- Short task:
How many lines in the entries below contain the string "each", matching case exactly? Reply with the number alone.

- Available records:
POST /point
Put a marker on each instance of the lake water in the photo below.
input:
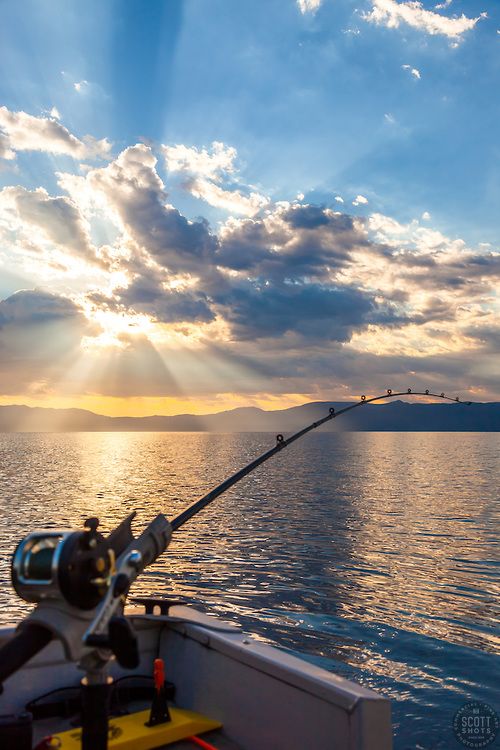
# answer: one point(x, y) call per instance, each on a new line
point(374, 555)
...
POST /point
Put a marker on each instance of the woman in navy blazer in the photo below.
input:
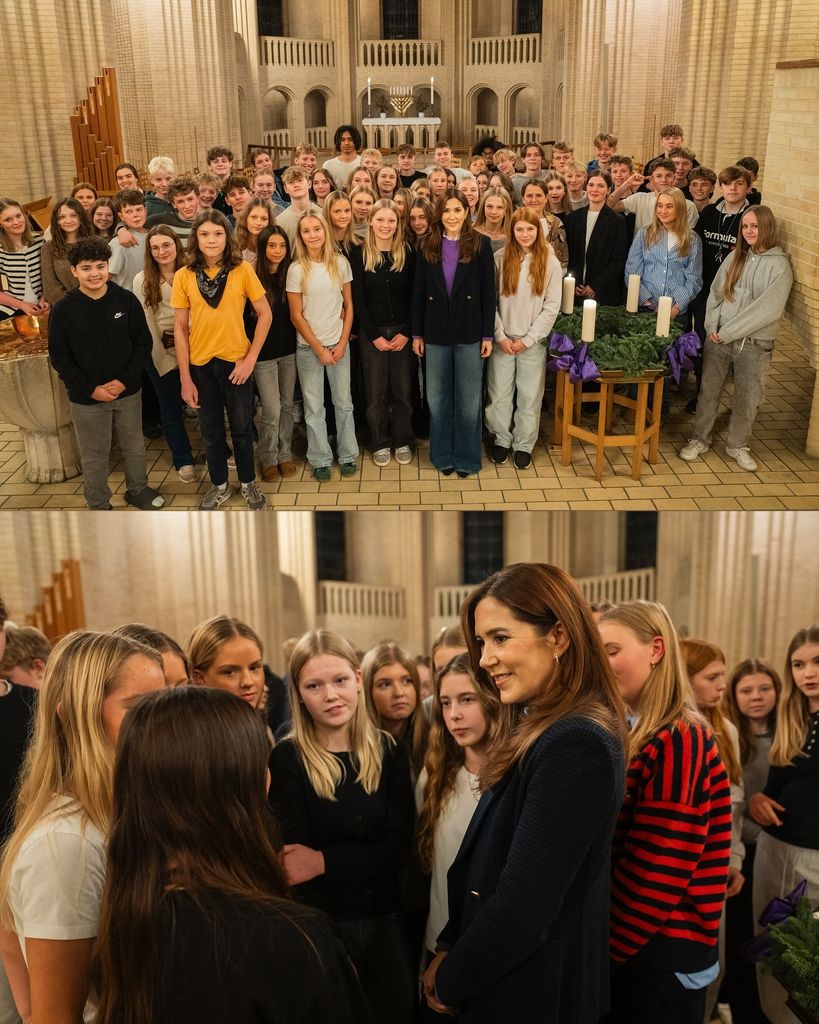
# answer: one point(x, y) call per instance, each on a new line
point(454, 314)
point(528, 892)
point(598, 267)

- Right answer:
4